■ What to work on
Rewrite the items below with every "bounding box" changed to "enclosing box" and nothing else altered.

A block of data:
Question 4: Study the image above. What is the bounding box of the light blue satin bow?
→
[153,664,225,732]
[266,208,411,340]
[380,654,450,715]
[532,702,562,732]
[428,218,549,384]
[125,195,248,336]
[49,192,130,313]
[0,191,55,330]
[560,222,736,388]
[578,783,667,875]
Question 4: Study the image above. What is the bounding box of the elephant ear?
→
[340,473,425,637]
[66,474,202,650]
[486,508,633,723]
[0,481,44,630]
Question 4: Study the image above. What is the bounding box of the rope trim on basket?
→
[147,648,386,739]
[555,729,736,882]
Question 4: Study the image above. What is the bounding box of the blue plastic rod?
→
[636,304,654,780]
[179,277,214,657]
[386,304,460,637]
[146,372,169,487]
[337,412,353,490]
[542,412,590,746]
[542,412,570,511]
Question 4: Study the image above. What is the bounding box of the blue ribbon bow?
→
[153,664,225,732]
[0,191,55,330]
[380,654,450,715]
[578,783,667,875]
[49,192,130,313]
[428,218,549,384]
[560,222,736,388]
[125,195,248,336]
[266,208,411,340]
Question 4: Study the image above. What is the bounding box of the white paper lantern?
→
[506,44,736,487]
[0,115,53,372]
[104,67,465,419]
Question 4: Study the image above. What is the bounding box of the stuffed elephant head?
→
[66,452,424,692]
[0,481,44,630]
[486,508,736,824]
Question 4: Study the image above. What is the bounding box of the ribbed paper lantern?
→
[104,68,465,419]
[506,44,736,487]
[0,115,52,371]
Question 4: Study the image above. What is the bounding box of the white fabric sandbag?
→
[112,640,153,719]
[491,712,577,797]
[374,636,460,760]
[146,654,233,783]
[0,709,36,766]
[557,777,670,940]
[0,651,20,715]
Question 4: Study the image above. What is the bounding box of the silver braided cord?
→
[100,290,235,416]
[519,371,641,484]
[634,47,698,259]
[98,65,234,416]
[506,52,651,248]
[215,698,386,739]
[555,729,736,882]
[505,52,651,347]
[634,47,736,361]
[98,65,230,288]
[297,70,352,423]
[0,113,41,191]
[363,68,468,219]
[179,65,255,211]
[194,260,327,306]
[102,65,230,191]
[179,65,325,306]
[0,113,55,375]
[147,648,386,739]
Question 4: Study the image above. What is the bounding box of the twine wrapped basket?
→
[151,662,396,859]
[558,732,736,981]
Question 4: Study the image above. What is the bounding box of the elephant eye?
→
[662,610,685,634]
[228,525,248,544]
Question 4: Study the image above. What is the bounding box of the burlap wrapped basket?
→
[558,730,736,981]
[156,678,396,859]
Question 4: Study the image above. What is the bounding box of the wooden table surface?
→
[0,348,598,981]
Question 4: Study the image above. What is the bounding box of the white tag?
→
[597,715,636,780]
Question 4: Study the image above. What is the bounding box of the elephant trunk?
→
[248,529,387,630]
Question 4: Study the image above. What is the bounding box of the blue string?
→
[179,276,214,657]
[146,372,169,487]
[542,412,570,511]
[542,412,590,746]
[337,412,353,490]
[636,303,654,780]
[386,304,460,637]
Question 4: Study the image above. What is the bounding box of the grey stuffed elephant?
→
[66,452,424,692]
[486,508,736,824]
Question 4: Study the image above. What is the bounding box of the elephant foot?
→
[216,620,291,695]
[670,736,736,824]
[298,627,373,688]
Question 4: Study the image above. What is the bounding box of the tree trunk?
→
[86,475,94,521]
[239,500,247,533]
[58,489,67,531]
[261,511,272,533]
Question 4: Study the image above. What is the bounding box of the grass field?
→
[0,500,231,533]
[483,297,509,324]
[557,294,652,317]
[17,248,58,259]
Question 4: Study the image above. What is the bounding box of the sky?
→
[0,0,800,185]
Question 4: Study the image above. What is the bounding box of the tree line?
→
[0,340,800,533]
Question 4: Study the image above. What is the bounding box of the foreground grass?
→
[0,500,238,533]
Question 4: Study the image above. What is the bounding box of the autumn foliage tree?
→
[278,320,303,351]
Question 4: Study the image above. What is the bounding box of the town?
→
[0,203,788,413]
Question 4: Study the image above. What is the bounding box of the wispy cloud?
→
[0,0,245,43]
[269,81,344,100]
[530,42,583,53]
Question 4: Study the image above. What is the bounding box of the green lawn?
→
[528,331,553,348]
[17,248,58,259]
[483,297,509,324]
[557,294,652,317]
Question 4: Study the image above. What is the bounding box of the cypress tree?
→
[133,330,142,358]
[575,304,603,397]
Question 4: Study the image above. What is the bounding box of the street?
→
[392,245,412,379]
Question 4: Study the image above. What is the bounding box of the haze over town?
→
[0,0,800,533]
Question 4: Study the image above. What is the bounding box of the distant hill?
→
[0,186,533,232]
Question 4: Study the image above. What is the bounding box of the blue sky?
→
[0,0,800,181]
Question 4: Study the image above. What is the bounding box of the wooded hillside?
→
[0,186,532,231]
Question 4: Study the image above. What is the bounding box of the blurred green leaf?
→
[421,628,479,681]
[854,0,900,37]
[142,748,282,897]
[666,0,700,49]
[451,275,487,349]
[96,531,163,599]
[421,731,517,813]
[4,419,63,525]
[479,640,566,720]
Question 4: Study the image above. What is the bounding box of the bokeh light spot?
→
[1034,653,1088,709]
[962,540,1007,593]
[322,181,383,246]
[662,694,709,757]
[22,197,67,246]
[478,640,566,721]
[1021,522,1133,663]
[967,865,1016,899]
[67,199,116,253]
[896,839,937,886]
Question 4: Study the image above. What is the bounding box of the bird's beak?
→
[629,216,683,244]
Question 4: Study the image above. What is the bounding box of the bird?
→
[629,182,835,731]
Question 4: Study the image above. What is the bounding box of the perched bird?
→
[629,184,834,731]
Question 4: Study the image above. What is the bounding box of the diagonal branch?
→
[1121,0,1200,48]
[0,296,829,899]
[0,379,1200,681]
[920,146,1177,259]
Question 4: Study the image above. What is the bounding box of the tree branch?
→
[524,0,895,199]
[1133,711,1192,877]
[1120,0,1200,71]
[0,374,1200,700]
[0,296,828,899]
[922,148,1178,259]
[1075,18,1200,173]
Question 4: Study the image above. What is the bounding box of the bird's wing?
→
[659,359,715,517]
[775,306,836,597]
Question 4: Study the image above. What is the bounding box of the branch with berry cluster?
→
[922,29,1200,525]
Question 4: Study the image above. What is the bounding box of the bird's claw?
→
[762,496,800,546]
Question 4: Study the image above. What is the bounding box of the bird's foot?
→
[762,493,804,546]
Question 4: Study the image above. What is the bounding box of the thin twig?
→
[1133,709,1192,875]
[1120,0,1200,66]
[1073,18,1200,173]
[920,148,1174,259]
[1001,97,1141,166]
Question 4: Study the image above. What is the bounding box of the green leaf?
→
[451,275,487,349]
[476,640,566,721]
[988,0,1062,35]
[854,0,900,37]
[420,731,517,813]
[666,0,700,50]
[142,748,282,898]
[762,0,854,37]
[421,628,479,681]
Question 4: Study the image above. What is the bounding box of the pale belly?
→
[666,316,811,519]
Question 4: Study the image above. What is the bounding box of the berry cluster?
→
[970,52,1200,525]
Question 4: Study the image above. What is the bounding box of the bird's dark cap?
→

■ Written response
Question 4: Study the image above. What is the enclosing box of the light blue satin bow?
→
[153,664,225,732]
[266,208,411,340]
[380,654,450,715]
[532,702,562,732]
[428,218,549,384]
[125,195,248,336]
[49,192,130,313]
[0,191,55,330]
[560,222,736,388]
[578,783,667,875]
Question 4: Study the image above. What is the enclosing box of the elephant ear?
→
[340,473,425,637]
[66,474,202,650]
[486,508,633,723]
[0,481,44,630]
Question 4: Study the image above. What is the enclosing box of the rope trim on basket?
→
[147,648,386,739]
[555,729,736,882]
Question 4: Study the image above. What is the enclosing box of the blue plastic rod?
→
[636,304,654,780]
[179,277,214,657]
[386,304,460,637]
[146,372,169,487]
[337,412,353,490]
[542,412,590,746]
[542,412,570,511]
Question 4: Study the image above. What is the enclosing box of the blue ribbon bow?
→
[153,664,225,732]
[0,191,55,330]
[380,654,450,715]
[578,783,667,875]
[49,192,130,313]
[428,218,549,384]
[560,222,736,388]
[125,195,248,336]
[266,208,411,340]
Question 4: Study the image above. What is the enclosing box of the white paper lantern?
→
[506,44,736,487]
[0,115,53,372]
[104,67,465,419]
Question 4: Study the image above. What is the enclosing box of the stuffed elephant head?
→
[66,452,424,692]
[0,481,44,630]
[486,508,736,824]
Question 4: Study the image above. What is the enclosing box of the ribbed paper lantern?
→
[104,68,465,419]
[506,44,736,487]
[0,115,52,371]
Question 4: Study the image above. What is the enclosing box of the white fabric sandbag?
→
[112,640,153,719]
[491,712,577,797]
[374,636,460,760]
[146,654,233,783]
[0,709,36,766]
[557,777,670,940]
[0,651,20,715]
Question 4: Study the image above. What is the enclosing box of the silver braided cord?
→
[100,290,235,416]
[519,371,641,484]
[634,47,698,259]
[98,65,234,416]
[506,52,651,248]
[215,698,386,739]
[555,729,736,882]
[505,52,651,347]
[634,47,736,361]
[98,65,230,288]
[297,70,352,423]
[0,113,41,191]
[363,68,468,219]
[179,65,255,211]
[194,260,327,306]
[102,65,230,191]
[179,65,325,306]
[0,113,55,375]
[147,648,386,739]
Question 4: Study the image above. What is the enclosing box of the twine wrapped basket?
→
[151,662,396,859]
[558,732,736,981]
Question 4: Study the image above. What is the enclosing box of the elephant eye?
→
[662,610,685,634]
[228,525,248,544]
Question 4: Study the image above. What is the enclosing box of the burlap wrapped basket?
→
[558,730,736,981]
[156,678,396,859]
Question 4: Study the image above. What is the enclosing box of the wooden table surface?
→
[0,348,598,981]
Question 4: Study the image above. What is the enclosing box of the white tag?
→
[597,715,636,780]
Question 4: Study the image above. What is the enclosing box of the elephant trunk?
→
[248,529,387,630]
Question 4: Study the image above. What is the enclosing box of the blue string?
→
[179,276,214,657]
[146,372,169,487]
[542,412,570,511]
[542,412,590,746]
[337,412,353,490]
[636,303,654,780]
[386,304,460,637]
Question 4: Study the image above. What is the enclosing box of the grey stuffed elephant?
→
[66,452,424,692]
[486,508,736,824]
Question 4: Study the image above. What is the enclosing box of the elephant foot?
→
[216,620,291,695]
[670,736,736,824]
[298,627,373,688]
Question 4: Study the image above. What is the enclosing box of the tree trunk?
→
[86,475,94,521]
[239,500,247,533]
[58,489,67,531]
[261,511,272,533]
Question 4: Study the image above. What is the enclosing box of the grass field?
→
[0,500,231,533]
[483,297,509,324]
[557,294,652,317]
[17,248,58,259]
Question 4: Study the image above. What is the enclosing box of the sky?
→
[0,0,800,185]
Question 4: Study the image above. What is the enclosing box of the tree line?
→
[0,340,800,533]
Question 4: Study the image above. What is the enclosing box of the foreground grass?
→
[0,500,238,533]
Question 4: Study the image above. What is the enclosing box of the autumn foliage tree?
→
[278,320,303,351]
Question 4: Study the image above. What is the enclosing box of the town?
→
[0,203,788,413]
Question 4: Study the image above. What is the enclosing box of the wispy cloud?
→
[0,0,245,43]
[269,81,344,100]
[530,42,583,53]
Question 4: Study the image above. What is the enclosing box of the green lawn?
→
[528,331,553,348]
[17,248,58,259]
[483,297,509,324]
[557,294,652,317]
Question 4: Study the image above. What is the enclosing box of the cypress tree?
→
[133,330,142,358]
[575,304,603,397]
Question 4: Study the image above. What is the enclosing box of the street?
→
[392,245,412,379]
Question 4: Study the image above. What is the enclosing box of the haze over town?
→
[0,0,800,533]
Question 4: Study the image above. What is the enclosing box of the distant hill?
→
[0,186,533,232]
Question 4: Study the image above. What is the enclosing box of the blue sky?
→
[0,0,800,181]
Question 4: Study the image above. What is the enclosing box of the wooded hillside?
→
[0,186,532,231]
Question 4: Study the image above. What is the enclosing box of the blurred green leaf?
→
[421,628,479,681]
[854,0,900,37]
[142,748,282,897]
[666,0,700,49]
[451,275,487,349]
[96,531,163,599]
[421,731,517,813]
[4,419,63,525]
[479,640,566,720]
Question 4: Study the image above. What is the enclosing box of the bokeh light spot?
→
[1034,653,1088,709]
[962,540,1007,593]
[322,181,383,246]
[662,694,709,757]
[22,197,67,246]
[478,640,566,721]
[1021,522,1133,663]
[967,865,1016,899]
[67,199,116,253]
[896,839,937,886]
Question 4: Study the image above. What is the enclosing box of the bird's beak?
→
[629,216,683,244]
Question 4: Study the image above. What is the enclosing box of the bird?
→
[629,182,835,731]
Question 4: Study the image above. What is the enclosing box of the perched bird?
→
[629,184,834,731]
Question 4: Study the image above. What is the enclosing box of the diagonal branch?
→
[1121,0,1200,48]
[0,296,829,899]
[0,379,1200,681]
[920,146,1177,259]
Question 4: Study the image above. What is the enclosing box of the tree branch?
→
[524,0,895,199]
[1133,711,1192,877]
[1120,0,1200,71]
[0,374,1200,700]
[0,296,828,899]
[922,148,1178,259]
[1075,18,1200,173]
Question 4: Study the image above. What is the enclosing box of the bird's wing?
→
[659,359,715,517]
[775,306,836,597]
Question 4: Study the image above. What is the enclosing box of the branch with berry cluster?
→
[922,29,1200,525]
Question 4: Study the image above. What is the enclosing box of the bird's claw?
→
[762,496,800,546]
Question 4: Study the image above. What is the enclosing box of the bird's foot?
→
[762,493,804,546]
Question 4: Study the image above. What is the enclosing box of the thin twig?
→
[1133,709,1192,875]
[1120,0,1200,66]
[1073,18,1200,173]
[920,148,1174,259]
[1001,97,1141,166]
Question 4: Study the image above. What is the enclosing box of the green leaf?
→
[451,275,487,349]
[476,640,566,721]
[988,0,1062,35]
[854,0,900,37]
[420,731,517,813]
[666,0,700,50]
[142,748,282,898]
[762,0,854,37]
[421,628,479,681]
Question 4: Study the image above. What is the enclosing box of the pale belly?
→
[666,316,811,519]
Question 4: Study the image above. What is the enclosing box of the berry cluster?
→
[970,52,1200,525]
Question 4: Study the image above. What is the enclosing box of the bird's dark cap?
→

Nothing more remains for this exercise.